>>>>>

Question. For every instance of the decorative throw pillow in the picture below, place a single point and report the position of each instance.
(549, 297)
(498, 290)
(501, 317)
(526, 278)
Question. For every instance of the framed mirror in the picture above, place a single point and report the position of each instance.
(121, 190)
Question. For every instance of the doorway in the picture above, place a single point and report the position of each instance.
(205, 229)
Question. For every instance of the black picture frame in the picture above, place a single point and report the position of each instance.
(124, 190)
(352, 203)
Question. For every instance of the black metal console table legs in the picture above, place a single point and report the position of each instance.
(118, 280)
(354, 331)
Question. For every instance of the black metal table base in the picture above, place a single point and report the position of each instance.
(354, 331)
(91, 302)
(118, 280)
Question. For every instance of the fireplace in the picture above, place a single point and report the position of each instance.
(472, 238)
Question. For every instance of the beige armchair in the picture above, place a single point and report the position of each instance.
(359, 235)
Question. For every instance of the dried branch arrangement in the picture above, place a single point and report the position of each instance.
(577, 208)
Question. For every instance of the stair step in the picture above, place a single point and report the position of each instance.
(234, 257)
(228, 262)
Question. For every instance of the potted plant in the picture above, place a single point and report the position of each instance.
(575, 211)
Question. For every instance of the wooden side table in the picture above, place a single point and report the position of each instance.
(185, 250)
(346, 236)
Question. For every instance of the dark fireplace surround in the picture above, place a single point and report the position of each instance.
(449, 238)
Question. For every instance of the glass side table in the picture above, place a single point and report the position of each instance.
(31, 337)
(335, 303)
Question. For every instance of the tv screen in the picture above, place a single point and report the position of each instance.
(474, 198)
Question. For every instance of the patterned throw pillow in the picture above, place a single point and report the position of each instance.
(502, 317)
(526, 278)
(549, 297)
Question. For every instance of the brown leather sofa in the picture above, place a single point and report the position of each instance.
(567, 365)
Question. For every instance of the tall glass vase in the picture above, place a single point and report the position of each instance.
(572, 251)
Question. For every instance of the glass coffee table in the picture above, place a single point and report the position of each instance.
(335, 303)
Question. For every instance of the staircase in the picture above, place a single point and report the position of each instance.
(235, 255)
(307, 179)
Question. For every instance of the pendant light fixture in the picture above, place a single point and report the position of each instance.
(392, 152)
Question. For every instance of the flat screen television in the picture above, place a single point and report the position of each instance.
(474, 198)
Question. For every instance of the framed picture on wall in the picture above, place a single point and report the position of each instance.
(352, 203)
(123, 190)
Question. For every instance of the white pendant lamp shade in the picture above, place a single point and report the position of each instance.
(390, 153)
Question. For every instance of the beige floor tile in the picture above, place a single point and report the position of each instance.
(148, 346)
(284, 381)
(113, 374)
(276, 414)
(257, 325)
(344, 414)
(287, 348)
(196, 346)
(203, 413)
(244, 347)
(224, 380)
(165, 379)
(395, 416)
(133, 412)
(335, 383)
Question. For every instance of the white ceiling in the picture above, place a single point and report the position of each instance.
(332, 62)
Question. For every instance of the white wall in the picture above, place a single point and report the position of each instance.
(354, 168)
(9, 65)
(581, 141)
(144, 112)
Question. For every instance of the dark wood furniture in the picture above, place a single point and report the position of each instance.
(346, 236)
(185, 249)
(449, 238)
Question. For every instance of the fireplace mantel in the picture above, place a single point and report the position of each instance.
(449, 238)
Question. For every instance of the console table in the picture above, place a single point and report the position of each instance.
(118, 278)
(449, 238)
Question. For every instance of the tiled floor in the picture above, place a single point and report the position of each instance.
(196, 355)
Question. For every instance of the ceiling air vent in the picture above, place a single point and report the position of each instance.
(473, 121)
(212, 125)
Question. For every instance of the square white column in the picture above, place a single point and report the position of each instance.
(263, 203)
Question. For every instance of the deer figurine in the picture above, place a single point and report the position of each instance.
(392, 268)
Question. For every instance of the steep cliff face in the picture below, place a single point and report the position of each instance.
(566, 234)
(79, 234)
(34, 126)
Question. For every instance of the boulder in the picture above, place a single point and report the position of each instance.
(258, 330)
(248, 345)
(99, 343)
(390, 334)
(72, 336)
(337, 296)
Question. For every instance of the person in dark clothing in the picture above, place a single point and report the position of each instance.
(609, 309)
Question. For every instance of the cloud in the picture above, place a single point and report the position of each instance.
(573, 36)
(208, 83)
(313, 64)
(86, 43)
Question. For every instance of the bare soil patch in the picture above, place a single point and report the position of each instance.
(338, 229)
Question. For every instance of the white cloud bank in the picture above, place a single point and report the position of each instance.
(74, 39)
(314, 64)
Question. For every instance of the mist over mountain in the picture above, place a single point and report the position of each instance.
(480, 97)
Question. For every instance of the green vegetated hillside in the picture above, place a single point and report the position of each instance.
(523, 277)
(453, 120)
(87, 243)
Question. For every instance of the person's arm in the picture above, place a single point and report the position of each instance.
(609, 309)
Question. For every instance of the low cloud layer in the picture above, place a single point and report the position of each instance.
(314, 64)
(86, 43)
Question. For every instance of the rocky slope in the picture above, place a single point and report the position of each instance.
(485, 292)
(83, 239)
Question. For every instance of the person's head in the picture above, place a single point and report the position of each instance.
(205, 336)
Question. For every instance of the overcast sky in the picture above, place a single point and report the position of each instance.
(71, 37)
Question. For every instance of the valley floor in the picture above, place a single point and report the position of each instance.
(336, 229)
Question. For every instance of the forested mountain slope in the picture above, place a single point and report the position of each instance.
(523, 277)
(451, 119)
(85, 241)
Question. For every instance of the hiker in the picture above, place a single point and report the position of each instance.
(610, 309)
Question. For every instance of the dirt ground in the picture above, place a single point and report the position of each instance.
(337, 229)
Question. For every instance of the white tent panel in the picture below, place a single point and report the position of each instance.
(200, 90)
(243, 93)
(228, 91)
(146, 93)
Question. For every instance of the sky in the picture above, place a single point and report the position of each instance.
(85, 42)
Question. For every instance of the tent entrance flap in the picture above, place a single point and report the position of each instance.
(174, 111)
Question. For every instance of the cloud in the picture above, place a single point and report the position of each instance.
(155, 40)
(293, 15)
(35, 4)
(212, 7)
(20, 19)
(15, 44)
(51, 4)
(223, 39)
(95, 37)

<<<<<

Your goal: Could you output all of the material above as a two-column CSV headed instruction and coordinates, with one row for each instruction and its answer, and each value in a single quoted field with line breaks replaced by spaces?

Task response:
instruction,coordinates
"Question. For every instance of the decorative throw pillow in the picture below, place a single point and report the position of each instance.","(549, 297) (498, 290) (501, 317) (526, 278)"
"Question. For every instance of the framed mirror in the picture above, place a single point and report the position of each instance.","(121, 190)"
"Question. For every instance of the doorway in the picture above, place a single point and report the position of each instance.","(205, 229)"
"Question. For every instance of the black picture frame in the picture above, place a single point and report the position of each instance.","(124, 190) (352, 203)"
"Question. For every instance of the black metal console table legs in the picture above, place a single point and report the position of each instance.","(118, 280) (354, 331)"
"Question. For every instance of the black metal table base in the picture above, place a single point and report the position of each instance.","(354, 331) (91, 302) (118, 280)"
"Question. For every instance of the fireplace in the picture above, place a single point and report the position of each instance.","(472, 238)"
"Question. For every instance of the beige armchair in the picture above, place a single point and report the position of each instance.","(359, 235)"
"Question. For every instance of the dried branch arrangement in the picture above, place a single point and report the position of each instance.","(577, 208)"
"Question. For every instance of the stair step in the picture above, place a single point and report the position of each instance.","(234, 257) (228, 262)"
"Question. For every instance of the potted plant in the picture above, place a single point and report the position of each instance.","(575, 211)"
"Question. For every instance of the wooden side table in the picture above, place a single point and report the position of each instance.","(185, 250) (346, 236)"
"Question. For every instance of the dark fireplace surround in the picture above, place a single point and report the position of each instance.","(449, 238)"
"Question. For every instance of the glass side table in the picture above, place a single point and report the position of each instance.","(31, 337) (335, 303)"
"Question. For every instance of the tv screen in the picture above, place a single point and report the position of each instance.","(474, 198)"
"Question. For every instance of the patterned throw pillow in the picture above, place a single point and report the position of each instance.","(502, 317) (526, 278) (549, 297)"
"Question. For every instance of the brown leather sofa in the picture above, place a single point and report the position of each instance.","(567, 365)"
"Question. For every instance of the tall glass vase in the picture above, place a single point and report the position of each instance.","(572, 251)"
"Question. For every instance of the glass coffee table in the picture above, place a single point and report the position of each instance.","(335, 303)"
"Question. For every instance of the staircase in the picture above, place a single point and report the position of each instance.","(235, 255) (307, 179)"
"Question. For every instance of the pendant light fixture in the picture above, place a single point and report the position of each instance.","(392, 152)"
"Question. For every instance of the flat screen television in the picture above, place a single point and report the position of each instance.","(474, 198)"
"Question. For every instance of the framed picture on wall in the picture above, place a single point and report the position of each instance.","(352, 203) (123, 190)"
"Question. For every instance of the white pendant lamp shade in the picture above, place a single point and report the position of each instance.","(390, 153)"
"Question. For every instance of the beige floor tile in the picture above, place a single point and report the position of each instance.","(148, 346) (284, 381) (113, 374) (276, 414) (257, 325) (344, 414) (287, 348) (196, 346) (203, 413) (244, 347) (224, 380) (165, 379) (395, 416) (133, 412) (335, 383)"
"Question. For every instance of the white ceiling in the picture above, place a single point and report the position of each instance.","(332, 62)"
"Question. For every instance of the white wall in the picture above, place a single point and report the position of each instance.","(354, 168) (9, 65) (581, 141) (144, 112)"
"Question. For every instance of the dark wood furniture in the picture above, place a single point and report the position of each instance.","(346, 236) (185, 249) (449, 238)"
"Question. For every instance of the fireplace mantel in the picture above, place a single point and report the position of each instance.","(449, 238)"
"Question. For every instance of the console table in the picture above, place a single point and report the position of each instance.","(118, 278) (449, 238)"
"Question. For every instance of the tiled floor in the picture above, place a single point and report the position of each instance.","(196, 355)"
"Question. For every instance of the ceiling air vent in the picture above, place a single point and report the position of each instance.","(473, 121) (212, 125)"
"Question. For every instance of the square white column in the picture above, place a single point and report the position of each instance.","(263, 203)"
"Question. For every instance of the deer figurine in the picture above, place a single point and report the position of each instance.","(392, 268)"
"Question. For every instance of the steep cliff face in the picture below, place a single point and report the position of each instance.","(566, 234) (79, 234) (34, 126)"
"Question. For every instance of the boulder in the picture above, place a single point and report the position of each instance.","(258, 330) (248, 345) (99, 343) (390, 334) (72, 336) (337, 296)"
"Question. For every instance of the person in dark clothing in the picture above, place a single point and report the position of each instance.","(609, 309)"
"Question. For every instance of the cloud in the picture above, place a single point and report the position of each instance.","(573, 36) (208, 83) (313, 64) (86, 43)"
"Question. For every instance of the bare soil patch in the picture above, place a single point and report the position of each instance.","(338, 229)"
"Question. For every instance of the white cloud bank in the picture above, place a single point and report the position of each instance.","(74, 39) (314, 64)"
"Question. For every instance of the mist over mountain in the picture above, place a single point and report the position of each instance.","(480, 97)"
"Question. For every instance of the green vegetated hillside in the picture above, place a single point and report the position of each instance.","(523, 277) (453, 120) (87, 243)"
"Question. For every instance of the person's arm in the picture above, place a single point and report the position of each instance.","(609, 309)"
"Question. For every instance of the low cloud layer in the picture above, place a single point and report the position of each instance.","(314, 64) (86, 43)"
"Question. For every instance of the rocky slope in the picture above, place a single point and report the position of each instance.","(485, 292) (83, 239)"
"Question. For every instance of the person's head in the picture above, place a single point and report the position of each instance.","(205, 336)"
"Question. For every instance of the overcast sky in the picture above, place a single point and report the position of each instance.","(71, 37)"
"Question. For every instance of the valley floor in the picture above, place a single point and report the position of each instance.","(336, 229)"
"Question. For every instance of the forested mountain slope in the picture above, place a single point and report the position of each instance.","(523, 277) (451, 119) (85, 241)"
"Question. For every instance of the hiker in the picture above, place a single point and report the position of each instance.","(610, 309)"
"Question. For every instance of the dirt ground in the picture above, place a single point and report the position of each instance.","(337, 229)"
"Question. For every instance of the white tent panel in the picture below, place a single point and report the position of each instance.","(200, 90) (243, 93) (228, 91) (146, 93)"
"Question. For every instance of the sky in the picture above, place a single point and report the position of each instance.","(85, 42)"
"Question. For every instance of the tent entrance flap in the picture above, place a single point and report the position of each instance.","(174, 111)"
"Question. For every instance of the cloud in the picture above, place a single point and report the position of each instance.","(155, 40) (293, 15) (35, 4) (212, 7) (20, 19) (15, 44) (51, 4) (223, 39) (95, 37)"